### Task objective
Gather every line of the data below that contains the string "trace" and copy each one out. Letter case counts.

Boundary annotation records
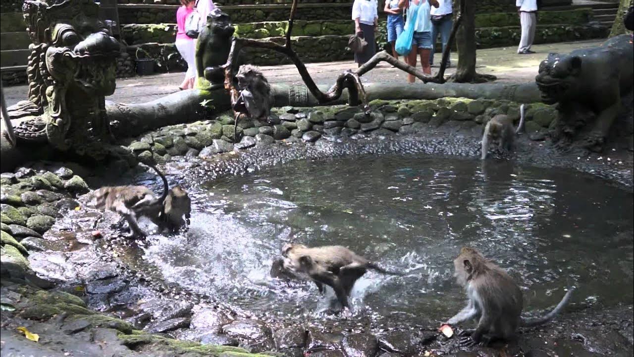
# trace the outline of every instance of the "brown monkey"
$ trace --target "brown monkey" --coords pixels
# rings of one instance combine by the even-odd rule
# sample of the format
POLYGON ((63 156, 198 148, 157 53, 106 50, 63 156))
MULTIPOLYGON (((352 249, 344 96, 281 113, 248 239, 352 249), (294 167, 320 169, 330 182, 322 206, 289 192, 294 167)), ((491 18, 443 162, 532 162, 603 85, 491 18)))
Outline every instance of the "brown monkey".
POLYGON ((349 306, 347 297, 354 283, 367 269, 389 275, 402 275, 388 271, 340 245, 308 248, 301 244, 287 243, 282 248, 282 255, 285 257, 285 269, 313 280, 320 292, 323 292, 324 284, 330 286, 344 307, 349 306))
POLYGON ((181 186, 175 186, 167 192, 167 197, 163 200, 163 209, 160 213, 162 228, 178 231, 184 226, 189 226, 191 216, 191 199, 187 191, 181 186), (183 219, 184 216, 184 219, 183 219))
POLYGON ((471 318, 478 321, 476 330, 465 332, 470 335, 460 339, 460 344, 465 346, 509 339, 515 336, 518 327, 531 327, 550 321, 563 309, 573 290, 569 289, 557 307, 545 316, 524 319, 521 316, 522 291, 504 270, 467 246, 460 250, 453 264, 455 275, 466 288, 469 302, 446 323, 454 325, 471 318))
POLYGON ((498 114, 486 123, 482 137, 482 159, 486 158, 489 142, 497 142, 503 150, 510 151, 515 144, 515 135, 524 128, 524 104, 520 106, 520 119, 517 128, 513 127, 513 121, 506 114, 498 114))

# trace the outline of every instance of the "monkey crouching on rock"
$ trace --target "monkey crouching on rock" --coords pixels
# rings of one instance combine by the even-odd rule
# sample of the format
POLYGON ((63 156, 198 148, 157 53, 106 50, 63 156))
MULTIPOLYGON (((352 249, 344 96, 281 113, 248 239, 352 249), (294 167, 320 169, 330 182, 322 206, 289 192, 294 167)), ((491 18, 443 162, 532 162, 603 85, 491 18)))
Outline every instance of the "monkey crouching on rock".
POLYGON ((519 327, 531 327, 546 323, 567 304, 569 288, 553 310, 541 318, 522 318, 523 300, 519 286, 504 270, 485 259, 472 248, 463 247, 453 261, 458 283, 464 286, 469 299, 467 306, 450 318, 447 325, 469 319, 477 320, 474 330, 465 330, 460 343, 464 346, 488 344, 495 339, 508 340, 519 327))
POLYGON ((288 243, 282 248, 282 255, 283 270, 314 281, 320 292, 324 292, 324 285, 332 287, 344 308, 349 306, 347 298, 354 283, 368 269, 388 275, 403 275, 388 271, 340 245, 309 248, 288 243))
POLYGON ((178 231, 189 224, 191 203, 187 192, 179 186, 169 189, 167 179, 155 166, 149 165, 163 181, 163 192, 157 197, 145 186, 128 185, 108 186, 93 191, 89 205, 101 210, 117 212, 127 222, 128 238, 145 237, 147 234, 139 226, 138 219, 148 218, 160 230, 178 231), (185 219, 183 217, 185 217, 185 219))
POLYGON ((515 135, 524 129, 524 106, 520 106, 520 119, 517 128, 513 127, 513 120, 506 114, 498 114, 486 123, 482 137, 482 159, 486 158, 489 144, 496 142, 498 147, 506 151, 513 149, 515 135))

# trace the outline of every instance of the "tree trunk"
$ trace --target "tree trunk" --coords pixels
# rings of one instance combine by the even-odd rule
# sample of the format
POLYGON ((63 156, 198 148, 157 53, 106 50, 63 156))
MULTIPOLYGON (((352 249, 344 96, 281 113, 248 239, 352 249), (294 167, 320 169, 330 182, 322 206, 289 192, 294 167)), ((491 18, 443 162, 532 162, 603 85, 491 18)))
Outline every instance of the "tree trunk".
POLYGON ((476 78, 476 4, 468 1, 462 14, 462 23, 456 34, 458 66, 454 80, 472 82, 476 78))
POLYGON ((614 19, 614 24, 612 25, 612 30, 610 31, 610 37, 616 35, 622 35, 627 32, 625 29, 625 25, 623 24, 623 17, 625 13, 628 12, 628 9, 632 6, 632 0, 620 0, 619 1, 619 10, 616 11, 616 18, 614 19))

### Reply
# trace the outline of every instance of the "brown monkey"
$ trace --target "brown monkey" --coords pixels
# trace the outline of every instance of the "monkey crouching on rock"
$ trace --target "monkey crouching on rock" --coords pixels
# trace the outline of every instance of the "tree trunk"
$ trace --target "tree trunk" --coords pixels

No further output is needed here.